▶ **The task**:
Each record below must be returned exactly, with no line left out.

------ Working data

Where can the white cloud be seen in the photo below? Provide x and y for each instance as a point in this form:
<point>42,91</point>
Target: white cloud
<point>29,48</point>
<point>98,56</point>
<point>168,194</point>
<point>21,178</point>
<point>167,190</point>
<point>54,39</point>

------------

▶ **Result**:
Where can the white cloud be seen in the photo below? Provide x and y for each instance as a point in this form:
<point>42,91</point>
Target: white cloud
<point>29,48</point>
<point>98,56</point>
<point>168,194</point>
<point>21,178</point>
<point>167,190</point>
<point>54,39</point>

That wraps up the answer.